» Aim of the exercise: Rewrite the records below as a numbered list, omitting any blank lines.

==*==

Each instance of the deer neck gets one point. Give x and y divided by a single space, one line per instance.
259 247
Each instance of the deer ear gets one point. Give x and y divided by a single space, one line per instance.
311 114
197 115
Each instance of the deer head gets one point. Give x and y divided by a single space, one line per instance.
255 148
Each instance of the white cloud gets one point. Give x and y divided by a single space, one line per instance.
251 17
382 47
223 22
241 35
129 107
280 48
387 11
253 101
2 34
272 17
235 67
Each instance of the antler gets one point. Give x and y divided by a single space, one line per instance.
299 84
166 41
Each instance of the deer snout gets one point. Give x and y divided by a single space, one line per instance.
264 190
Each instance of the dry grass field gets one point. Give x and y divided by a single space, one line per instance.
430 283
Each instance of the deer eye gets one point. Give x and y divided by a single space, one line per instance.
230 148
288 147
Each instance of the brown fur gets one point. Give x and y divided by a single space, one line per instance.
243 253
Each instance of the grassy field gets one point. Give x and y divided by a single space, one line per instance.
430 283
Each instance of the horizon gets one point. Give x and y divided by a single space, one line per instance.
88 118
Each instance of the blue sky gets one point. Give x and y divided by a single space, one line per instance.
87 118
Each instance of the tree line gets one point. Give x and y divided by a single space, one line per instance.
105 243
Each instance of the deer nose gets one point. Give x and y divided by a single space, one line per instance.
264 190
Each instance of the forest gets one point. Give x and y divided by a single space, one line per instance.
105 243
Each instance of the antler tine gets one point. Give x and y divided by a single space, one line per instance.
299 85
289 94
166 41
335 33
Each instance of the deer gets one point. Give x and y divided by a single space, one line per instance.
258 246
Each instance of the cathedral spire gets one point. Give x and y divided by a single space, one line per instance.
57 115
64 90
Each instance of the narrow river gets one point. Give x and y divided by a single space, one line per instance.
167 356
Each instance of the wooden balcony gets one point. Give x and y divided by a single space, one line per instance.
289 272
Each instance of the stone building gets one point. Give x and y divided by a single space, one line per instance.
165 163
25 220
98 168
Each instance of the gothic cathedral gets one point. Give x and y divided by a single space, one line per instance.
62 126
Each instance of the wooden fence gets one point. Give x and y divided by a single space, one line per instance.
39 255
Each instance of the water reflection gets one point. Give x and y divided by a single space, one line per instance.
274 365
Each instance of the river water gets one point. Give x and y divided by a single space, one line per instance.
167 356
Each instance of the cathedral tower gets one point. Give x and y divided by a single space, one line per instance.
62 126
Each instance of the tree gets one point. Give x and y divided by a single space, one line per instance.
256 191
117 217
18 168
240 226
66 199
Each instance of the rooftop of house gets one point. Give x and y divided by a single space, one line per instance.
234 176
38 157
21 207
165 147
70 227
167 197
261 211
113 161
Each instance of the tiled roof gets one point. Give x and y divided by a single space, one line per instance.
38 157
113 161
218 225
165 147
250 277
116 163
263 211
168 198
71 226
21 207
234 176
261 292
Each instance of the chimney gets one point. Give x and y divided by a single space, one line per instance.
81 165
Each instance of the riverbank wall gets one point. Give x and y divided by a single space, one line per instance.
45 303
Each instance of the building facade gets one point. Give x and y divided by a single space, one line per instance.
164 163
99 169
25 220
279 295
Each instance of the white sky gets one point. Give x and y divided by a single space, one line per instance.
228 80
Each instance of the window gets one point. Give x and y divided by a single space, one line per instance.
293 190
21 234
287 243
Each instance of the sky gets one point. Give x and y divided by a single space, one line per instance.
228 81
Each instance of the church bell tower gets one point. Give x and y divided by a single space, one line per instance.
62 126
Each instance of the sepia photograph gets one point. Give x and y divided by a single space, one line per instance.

==*==

» Exercise output:
1. Each instance of the deer neck gets one point. Give x and y divided by a single space, one line per instance.
2. 259 247
3. Each instance of the deer ear gets one point. Give x and y divided by a single space, one line per instance.
4. 311 114
5. 197 115
6. Each instance of the deer head gets one point. Give x and y divided by a single space, one line per instance.
7. 255 148
8. Each instance of the white cloud gets one point. Give x and y divided by a single space, one line per instance.
9. 251 17
10. 382 47
11. 223 22
12. 241 35
13. 129 107
14. 280 48
15. 387 11
16. 253 101
17. 2 34
18. 272 17
19. 235 67
20. Each instance of the antler gets one point. Give x and y divided by a single space, one line per instance.
21. 299 84
22. 166 41
23. Each instance of the deer snout gets one point. Give x and y divided by a single space, one line per instance.
24. 264 190
25. Each instance of the dry grass field gets one point. Give x and y divided by a single space, one line per instance.
26. 430 283
27. Each instance of the deer eye gets one point. Give x and y divided by a single space, one line per instance.
28. 230 148
29. 288 147
30. Each instance of the brown fur gets one point. Give x and y divided by a single space, one line per instance.
31. 243 253
32. Each instance of the grassy field gets one point. Give x and y divided by a single space, one line per instance.
33. 430 283
34. Each instance of the horizon gets one point. Give x and y divided by a single space, one line per instance.
35. 88 118
36. Each instance of the blue sky gets one point. Give x and y divided by a single space, one line per instance.
37. 87 118
38. Each instance of the tree line gets one point. Give x and y divided by a single space, one line per instance.
39. 105 243
40. Each instance of the deer nose gets one point. Give x and y divided by a single space, one line per instance.
41. 264 190
42. Each instance of the forest gets one point. Give x and y divided by a single space, one line per instance.
43. 105 243
44. Each instance of the antler tine gets one point. Give x and y divided by a single space, one line per instance.
45. 299 85
46. 289 94
47. 166 41
48. 335 33
49. Each instance of the deer gets one point. Give x and y divided by a single space, one line per instance.
50. 258 246
51. Each instance of the cathedral spire gets one point. Give x and y divided by a single space, one line per instance.
52. 57 115
53. 64 90
54. Each instance of the narrow river gets one point. Give x and y divided by a single space, one line per instance.
55. 167 356
56. Each instance of the wooden balcony gets one point. Give x and y divided by a single space, one line per instance.
57. 289 272
58. Each instance of the stone building gets one point. Give x and y divided by a single space, one line per instance.
59. 165 163
60. 25 220
61. 98 168
62. Each instance of the gothic cathedral gets one point. Give x and y divided by a single space, one line per instance.
63. 62 126
64. Each instance of the wooden fence gets one point. Give x and y divided by a single space, one line per instance.
65. 39 255
66. Each instance of the water reflection gets one point. Give x and y divided by a single space, one line per instance.
67. 274 365
68. Each instance of the river water gets one point. Give x and y divided by a single space, one line per instance.
69. 167 356
70. Each instance of the cathedral tower gets one point. Give x and y divided by a single space, one line per instance.
71. 62 126
72. Each instance of the tree gets one point. Give x and y divided by a single space, one line per instance.
73. 256 191
74. 117 217
75. 18 168
76. 240 226
77. 66 199
78. Each instance of the rooftop of house gets one point. Give x and y divided by a single space, one line per instance.
79. 234 176
80. 38 157
81. 21 207
82. 165 147
83. 70 227
84. 167 197
85. 261 211
86. 113 161
87. Each instance of the tiled roof gets one point. Give x and y divided by a single space, one line per instance.
88. 38 157
89. 113 161
90. 218 225
91. 165 147
92. 250 277
93. 116 163
94. 263 211
95. 168 198
96. 71 226
97. 21 207
98. 234 176
99. 261 292
100. Each instance of the chimney gets one point. Give x and y divided by a single space, one line per instance.
101. 81 165
102. Each instance of the riverbank wall gets one point. Give x and y divided by a single space, one line per instance.
103. 45 303
104. Each instance of the building facade gets one point. Give x and y divided by a single space, one line per instance.
105. 164 163
106. 99 169
107. 25 220
108. 279 295
109. Each instance of the white sky gets one point. Give x and y divided by a single space, one line per instance.
110. 228 80
111. Each instance of the window gets one point. Give x and y divided by a single space, one line per instance.
112. 293 190
113. 21 234
114. 287 243
115. Each instance of the sky gets one point. Give x and y divided by a single space, one line per instance.
116. 228 81
117. Each instance of the church bell tower gets one point. Give x and y divided by a single space, one line per instance.
118. 62 126
119. Each instance of the sepia photograph gets one point. Give x and y divided by a single space, one line per instance.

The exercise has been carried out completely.